=== EXERCISE TASK A ===
Pick out and copy every line of the entries that contains the word "stripe".

=== PAGE ===
Companies Item No. 9
COMPANY LAW ADVISORY COMMITTEE
AUSTRALIA-WIDE SYSTEM OF COMPANY REGISTRATION
Although the question of an Australia-wide system of company registration is not within the terms of reference of the Company Law Advisory Committee, the problems raised by such a proposal have come within our purview by reason of the fact that amongst the matters committed to us by the Standing Committee is the question of interstate registration of charges. Our Committee has already made considerable progress with the preparation of a report on this subject, and the matters that have engaged our attention bear such a close relationship with the problems of interstate registration that we have thought it would be useful to let the Standing Committee have the benefit of our reflections on the question of interstate registration of companies.
Our discussions so far have proceeded on the basis that the existing system of interstate registration of companies as foreign companies would continue to function. We have been concerned, within this framework, to find a means of avoiding the necessity of registering charges over the property of the company in each State in which the company carries on business, insofar as it has property that may be affected by the charge in that State. The following considerations seem to be involved:
(a) A person wishing to search against a company will normally search in the State of original registration in any event.

=== DATA SHOWN ===

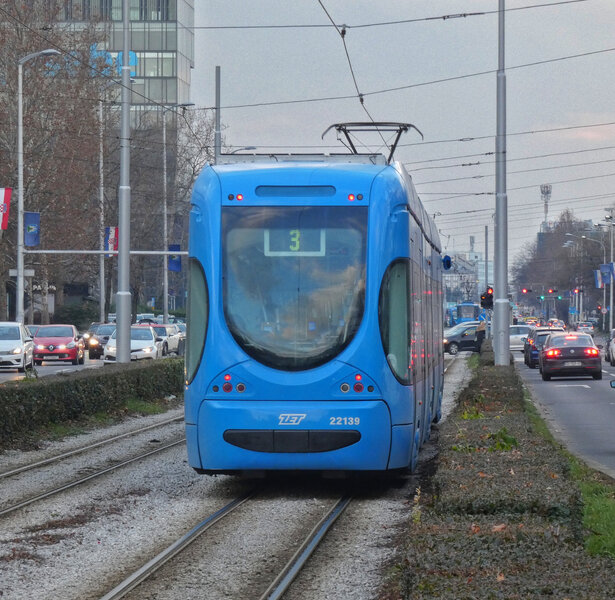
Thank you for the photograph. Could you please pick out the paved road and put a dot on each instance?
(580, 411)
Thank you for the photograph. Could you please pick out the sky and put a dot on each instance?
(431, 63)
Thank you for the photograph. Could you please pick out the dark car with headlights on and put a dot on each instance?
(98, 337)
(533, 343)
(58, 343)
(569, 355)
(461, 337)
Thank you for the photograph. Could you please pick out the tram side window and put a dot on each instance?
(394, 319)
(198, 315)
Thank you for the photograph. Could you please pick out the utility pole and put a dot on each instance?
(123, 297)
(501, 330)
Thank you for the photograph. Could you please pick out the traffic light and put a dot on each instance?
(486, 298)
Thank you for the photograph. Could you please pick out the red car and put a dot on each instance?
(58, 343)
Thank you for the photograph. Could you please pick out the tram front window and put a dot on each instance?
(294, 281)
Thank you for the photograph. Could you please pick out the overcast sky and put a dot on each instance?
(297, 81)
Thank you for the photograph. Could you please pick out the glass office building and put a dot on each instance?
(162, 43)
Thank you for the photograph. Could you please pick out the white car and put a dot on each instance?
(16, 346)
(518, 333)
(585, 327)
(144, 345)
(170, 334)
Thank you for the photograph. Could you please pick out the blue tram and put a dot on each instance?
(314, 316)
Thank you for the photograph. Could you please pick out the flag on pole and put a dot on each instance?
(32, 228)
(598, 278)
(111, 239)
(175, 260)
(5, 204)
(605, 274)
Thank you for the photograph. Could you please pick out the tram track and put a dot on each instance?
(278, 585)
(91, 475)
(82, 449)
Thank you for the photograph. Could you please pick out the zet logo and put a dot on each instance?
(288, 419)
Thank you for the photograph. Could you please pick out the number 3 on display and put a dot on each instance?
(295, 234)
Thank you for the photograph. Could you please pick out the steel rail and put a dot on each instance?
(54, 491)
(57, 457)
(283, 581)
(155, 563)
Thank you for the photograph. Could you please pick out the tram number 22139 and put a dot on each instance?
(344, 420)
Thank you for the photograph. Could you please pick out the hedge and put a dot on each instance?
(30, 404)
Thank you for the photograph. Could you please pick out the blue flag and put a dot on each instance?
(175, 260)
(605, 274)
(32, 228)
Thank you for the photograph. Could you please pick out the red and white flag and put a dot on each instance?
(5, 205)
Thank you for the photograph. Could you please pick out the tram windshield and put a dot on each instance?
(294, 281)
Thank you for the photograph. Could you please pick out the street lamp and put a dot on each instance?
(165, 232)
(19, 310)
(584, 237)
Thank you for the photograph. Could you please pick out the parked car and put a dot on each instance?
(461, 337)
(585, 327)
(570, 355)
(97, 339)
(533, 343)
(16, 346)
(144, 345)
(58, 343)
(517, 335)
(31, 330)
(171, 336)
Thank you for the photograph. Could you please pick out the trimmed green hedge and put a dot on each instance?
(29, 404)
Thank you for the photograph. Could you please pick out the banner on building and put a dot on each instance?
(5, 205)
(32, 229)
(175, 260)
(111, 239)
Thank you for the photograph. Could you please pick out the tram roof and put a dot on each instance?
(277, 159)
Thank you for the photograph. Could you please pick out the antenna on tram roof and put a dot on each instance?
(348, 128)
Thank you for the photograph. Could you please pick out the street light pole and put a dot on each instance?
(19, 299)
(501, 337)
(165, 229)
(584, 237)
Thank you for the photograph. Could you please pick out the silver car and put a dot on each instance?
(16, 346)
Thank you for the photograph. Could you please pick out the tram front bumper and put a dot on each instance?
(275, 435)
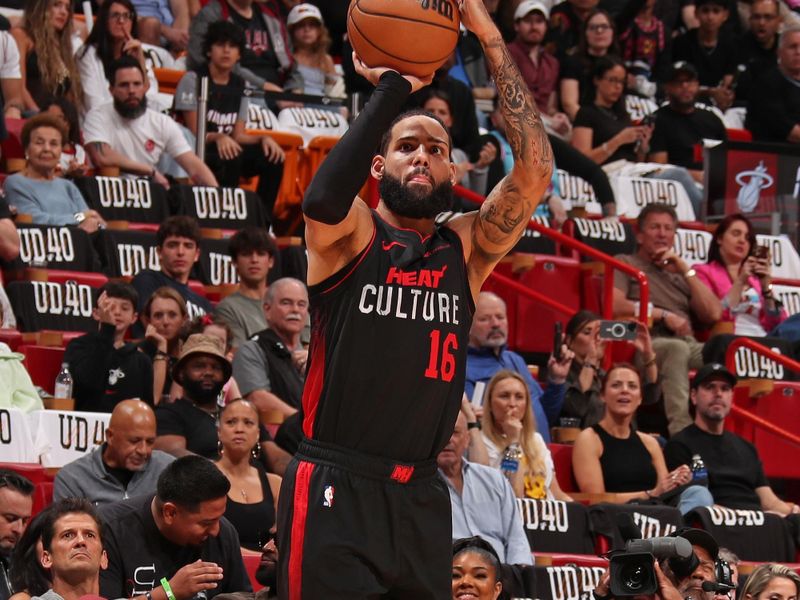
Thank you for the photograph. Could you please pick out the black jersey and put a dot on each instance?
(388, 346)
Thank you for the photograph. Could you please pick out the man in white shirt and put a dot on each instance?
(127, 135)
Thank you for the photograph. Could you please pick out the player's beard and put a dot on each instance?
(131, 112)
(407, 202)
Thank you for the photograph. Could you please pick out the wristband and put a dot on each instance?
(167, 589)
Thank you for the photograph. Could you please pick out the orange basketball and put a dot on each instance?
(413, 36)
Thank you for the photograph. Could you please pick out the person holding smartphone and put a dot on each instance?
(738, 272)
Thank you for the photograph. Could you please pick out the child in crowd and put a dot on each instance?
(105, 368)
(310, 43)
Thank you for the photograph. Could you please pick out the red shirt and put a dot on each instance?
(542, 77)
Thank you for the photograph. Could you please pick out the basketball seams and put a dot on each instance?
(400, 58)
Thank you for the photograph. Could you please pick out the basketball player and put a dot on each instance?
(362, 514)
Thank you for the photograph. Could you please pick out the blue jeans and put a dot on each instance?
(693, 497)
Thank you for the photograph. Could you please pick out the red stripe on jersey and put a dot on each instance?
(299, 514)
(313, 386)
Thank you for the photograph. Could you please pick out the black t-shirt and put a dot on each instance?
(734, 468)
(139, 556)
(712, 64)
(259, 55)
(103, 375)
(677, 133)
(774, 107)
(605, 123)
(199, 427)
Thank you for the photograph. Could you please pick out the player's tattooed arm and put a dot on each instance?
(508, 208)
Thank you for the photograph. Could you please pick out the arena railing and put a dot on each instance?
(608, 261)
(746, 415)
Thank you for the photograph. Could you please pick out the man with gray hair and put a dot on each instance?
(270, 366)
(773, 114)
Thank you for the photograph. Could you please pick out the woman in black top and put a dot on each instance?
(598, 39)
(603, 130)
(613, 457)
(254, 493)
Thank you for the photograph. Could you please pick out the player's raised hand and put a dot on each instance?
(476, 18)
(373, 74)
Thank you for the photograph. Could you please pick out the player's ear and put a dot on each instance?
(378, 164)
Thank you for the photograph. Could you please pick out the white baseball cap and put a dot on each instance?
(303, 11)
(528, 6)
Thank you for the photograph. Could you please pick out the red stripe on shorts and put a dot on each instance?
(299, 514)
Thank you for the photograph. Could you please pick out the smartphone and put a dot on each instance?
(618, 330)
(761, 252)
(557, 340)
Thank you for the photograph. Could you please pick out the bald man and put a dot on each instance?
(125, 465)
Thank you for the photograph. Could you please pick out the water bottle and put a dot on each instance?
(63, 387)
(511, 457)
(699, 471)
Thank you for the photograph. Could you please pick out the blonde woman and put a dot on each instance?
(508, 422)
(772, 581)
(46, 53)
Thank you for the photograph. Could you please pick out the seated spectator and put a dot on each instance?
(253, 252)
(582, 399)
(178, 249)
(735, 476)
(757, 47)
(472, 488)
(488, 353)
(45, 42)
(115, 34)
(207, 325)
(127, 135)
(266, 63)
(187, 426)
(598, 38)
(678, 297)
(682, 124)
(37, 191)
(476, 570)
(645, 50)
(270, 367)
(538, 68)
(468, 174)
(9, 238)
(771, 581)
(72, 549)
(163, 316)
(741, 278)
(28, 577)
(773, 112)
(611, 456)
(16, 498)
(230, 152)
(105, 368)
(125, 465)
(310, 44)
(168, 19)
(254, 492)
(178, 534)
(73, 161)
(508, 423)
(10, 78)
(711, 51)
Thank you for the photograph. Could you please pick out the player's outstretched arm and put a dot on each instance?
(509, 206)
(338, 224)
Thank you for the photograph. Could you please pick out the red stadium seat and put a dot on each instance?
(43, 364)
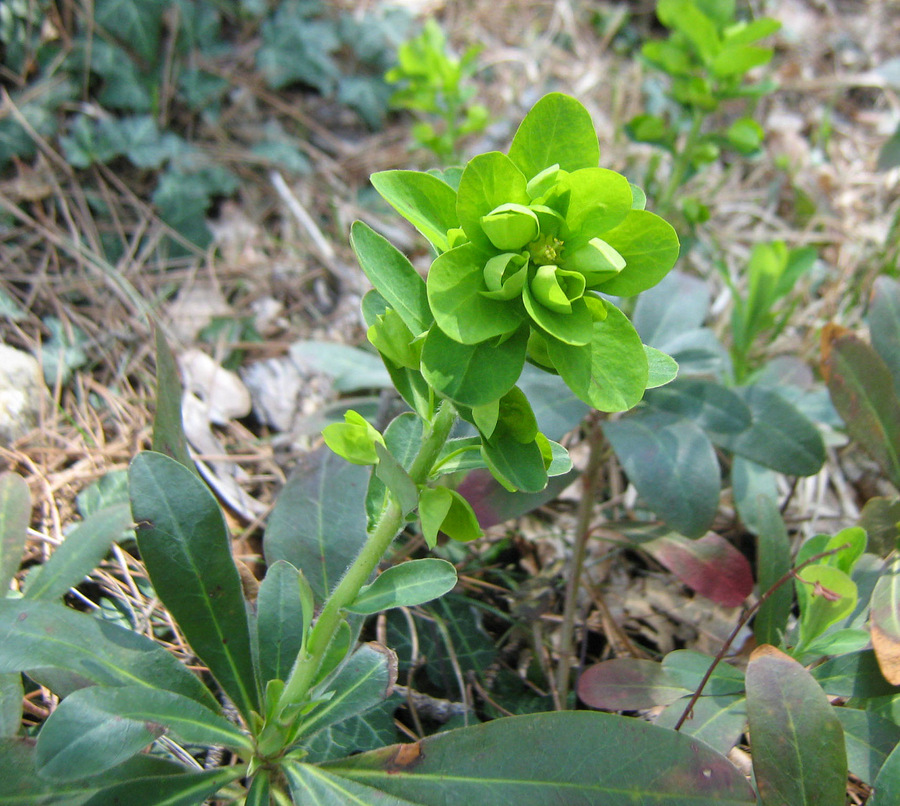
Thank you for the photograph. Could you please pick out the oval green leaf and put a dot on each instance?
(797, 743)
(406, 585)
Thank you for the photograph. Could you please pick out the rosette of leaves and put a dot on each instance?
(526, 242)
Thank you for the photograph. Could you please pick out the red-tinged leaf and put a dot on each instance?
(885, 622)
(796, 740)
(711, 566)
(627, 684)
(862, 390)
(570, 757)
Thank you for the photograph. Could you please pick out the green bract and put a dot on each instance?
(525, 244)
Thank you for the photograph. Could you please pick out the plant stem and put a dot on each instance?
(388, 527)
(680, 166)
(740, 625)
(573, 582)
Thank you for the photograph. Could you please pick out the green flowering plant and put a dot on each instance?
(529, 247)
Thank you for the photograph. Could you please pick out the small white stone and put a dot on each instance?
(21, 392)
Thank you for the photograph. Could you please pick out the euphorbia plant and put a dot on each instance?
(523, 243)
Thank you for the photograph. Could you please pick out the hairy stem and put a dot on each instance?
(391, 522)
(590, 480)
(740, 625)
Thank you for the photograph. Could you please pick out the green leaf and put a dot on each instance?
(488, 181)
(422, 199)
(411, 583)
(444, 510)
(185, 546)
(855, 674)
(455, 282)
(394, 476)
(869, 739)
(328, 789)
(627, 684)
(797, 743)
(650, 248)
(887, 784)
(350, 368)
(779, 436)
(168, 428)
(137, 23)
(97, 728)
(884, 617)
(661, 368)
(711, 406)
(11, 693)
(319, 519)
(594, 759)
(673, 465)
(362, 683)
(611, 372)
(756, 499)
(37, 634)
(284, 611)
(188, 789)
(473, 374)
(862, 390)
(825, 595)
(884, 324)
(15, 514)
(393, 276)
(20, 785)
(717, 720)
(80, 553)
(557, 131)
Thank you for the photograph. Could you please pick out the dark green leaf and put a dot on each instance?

=== EXERCISE TASK B ===
Rewrite the stretch of the company registration paper from "Our discussions so" through "in any event.", changing "foreign companies" to "external companies".

=== SOLUTION A ===
Thank you for the photograph. Could you please pick out the red stripe on jersey and put a dot on each instance?
Thank you for the photograph. Could you please pick out the red stripe on shorts and put a dot on each instance?

=== SOLUTION B ===
Our discussions so far have proceeded on the basis that the existing system of interstate registration of companies as external companies would continue to function. We have been concerned, within this framework, to find a means of avoiding the necessity of registering charges over the property of the company in each State in which the company carries on business, insofar as it has property that may be affected by the charge in that State. The following considerations seem to be involved:
(a) A person wishing to search against a company will normally search in the State of original registration in any event.